- _What is required_:
In the post on Plato's view of poetry, write out everything from "So I’ve been" down to "healthy aim. . .", word for word.

- _Document excerpt_:

So I’ve been hearing about Obama’s bemoaning of new media & tech today. It made me think of Plato’s bemoaning of poetry and other imitative arts.
from The Republic Book X, by Plato:
This was the conclusion at which I was seeking to arrive when I said that painting or drawing, and imitation in general, when doing their own proper work, are far removed from truth, and the companions and friends and associates of a principle within us which is equally removed from reason, and that they have no true or healthy aim. . .
We too are inspired by that love of poetry which the education of noble States has implanted in us, and therefore we would have her appear at her best and truest; but so long as she is unable to make good her defence, this argument of ours shall be a charm to us, which we will repeat to ourselves while we listen to her strains; that we may not fall away into the childish love of her which captivates the many. At all events we are well aware that poetry being such as we have described is not to be regarded seriously as attaining to the truth; and he who listens to her, fearing for the safety of the city which is within him, should be on his guard against her seductions and make our words his law. . .
Thus far, we have spoken the truth concerning her as she appears at present, but we must remember also that we have seen her only in a condition which may be compared to that of the sea-god Glaucus, whose original image can hardly be discerned because his natural members are broken off and crushed and damaged by the waves in all sorts of ways, and incrustations have grown over them of seaweed and shells and stones, so that he is more like some monster than he is to his own natural form. And the soul which we behold is in a similar condition, disfigured by ten thousand ills. But not there, Glaucon, not there must we look.
At her love of wisdom. Let us see whom she affects, and what society and converse she seeks in virtue of her near kindred with the immortal and eternal and divine; also how different she would become if wholly following this superior principle, and borne by a divine impulse out of the ocean in which she now is, and disengaged from the stones and shells and things of earth and rock which in wild variety spring up around her because she feeds upon earth, and is overgrown by the good things of this life as they are termed: then you would see her as she is, and know whether she has one shape only or many, or what her nature is. Of her affections and of the forms which she takes in this present life I think that we have now said enough.

- _Record set_:
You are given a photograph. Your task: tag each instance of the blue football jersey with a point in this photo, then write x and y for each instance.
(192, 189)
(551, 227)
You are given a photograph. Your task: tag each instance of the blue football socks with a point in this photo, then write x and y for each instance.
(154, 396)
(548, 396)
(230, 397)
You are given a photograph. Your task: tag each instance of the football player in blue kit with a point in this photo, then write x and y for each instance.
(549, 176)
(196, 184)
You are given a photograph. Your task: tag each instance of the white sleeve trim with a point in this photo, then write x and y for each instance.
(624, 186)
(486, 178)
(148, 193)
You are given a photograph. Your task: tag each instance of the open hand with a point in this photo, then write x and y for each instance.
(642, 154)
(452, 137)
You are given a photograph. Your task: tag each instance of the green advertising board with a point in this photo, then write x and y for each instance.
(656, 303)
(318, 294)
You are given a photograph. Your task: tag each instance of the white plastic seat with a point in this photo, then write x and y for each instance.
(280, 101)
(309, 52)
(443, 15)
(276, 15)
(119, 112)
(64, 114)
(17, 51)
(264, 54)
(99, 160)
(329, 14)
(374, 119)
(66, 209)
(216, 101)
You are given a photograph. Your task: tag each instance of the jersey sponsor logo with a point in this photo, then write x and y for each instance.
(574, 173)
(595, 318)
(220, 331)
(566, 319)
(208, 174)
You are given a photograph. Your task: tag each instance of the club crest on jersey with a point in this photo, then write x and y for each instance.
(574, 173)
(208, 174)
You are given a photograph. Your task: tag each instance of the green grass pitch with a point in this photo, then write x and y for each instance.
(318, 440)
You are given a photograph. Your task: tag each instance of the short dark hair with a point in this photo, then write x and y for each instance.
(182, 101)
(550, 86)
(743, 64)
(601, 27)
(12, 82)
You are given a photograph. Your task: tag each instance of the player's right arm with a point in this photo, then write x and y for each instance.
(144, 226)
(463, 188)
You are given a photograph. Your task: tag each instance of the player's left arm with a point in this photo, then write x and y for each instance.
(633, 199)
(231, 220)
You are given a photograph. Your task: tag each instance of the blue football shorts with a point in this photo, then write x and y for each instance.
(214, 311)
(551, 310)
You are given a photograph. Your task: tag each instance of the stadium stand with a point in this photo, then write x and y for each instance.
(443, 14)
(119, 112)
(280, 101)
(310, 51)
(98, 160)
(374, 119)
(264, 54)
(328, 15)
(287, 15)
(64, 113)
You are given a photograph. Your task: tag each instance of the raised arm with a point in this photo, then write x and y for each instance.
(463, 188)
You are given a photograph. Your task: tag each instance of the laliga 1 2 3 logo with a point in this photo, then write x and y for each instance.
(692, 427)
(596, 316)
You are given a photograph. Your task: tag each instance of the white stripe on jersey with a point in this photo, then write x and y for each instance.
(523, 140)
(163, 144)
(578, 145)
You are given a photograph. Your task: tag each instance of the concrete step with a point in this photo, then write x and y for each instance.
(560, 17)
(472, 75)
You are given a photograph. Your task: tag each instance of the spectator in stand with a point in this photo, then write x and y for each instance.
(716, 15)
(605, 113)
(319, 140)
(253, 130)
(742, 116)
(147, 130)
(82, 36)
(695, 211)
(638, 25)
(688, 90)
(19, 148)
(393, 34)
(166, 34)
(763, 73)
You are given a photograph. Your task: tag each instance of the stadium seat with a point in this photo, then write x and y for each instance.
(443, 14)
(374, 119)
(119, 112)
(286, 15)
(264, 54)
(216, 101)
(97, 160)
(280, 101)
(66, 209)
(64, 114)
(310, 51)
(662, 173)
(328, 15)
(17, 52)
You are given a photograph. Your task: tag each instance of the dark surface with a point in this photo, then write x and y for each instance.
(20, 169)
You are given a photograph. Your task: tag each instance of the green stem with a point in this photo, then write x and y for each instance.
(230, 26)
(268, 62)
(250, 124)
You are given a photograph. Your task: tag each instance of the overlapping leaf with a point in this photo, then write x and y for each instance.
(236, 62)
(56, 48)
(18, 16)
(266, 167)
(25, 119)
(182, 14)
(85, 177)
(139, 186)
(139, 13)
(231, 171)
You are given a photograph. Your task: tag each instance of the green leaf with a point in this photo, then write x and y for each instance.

- _Finished exercise_:
So I’ve been hearing about Obama’s bemoaning of new media & tech today. It made me think of Plato’s bemoaning of poetry and other imitative arts.
from The Republic Book X, by Plato:
This was the conclusion at which I was seeking to arrive when I said that painting or drawing, and imitation in general, when doing their own proper work, are far removed from truth, and the companions and friends and associates of a principle within us which is equally removed from reason, and that they have no true or healthy aim. . .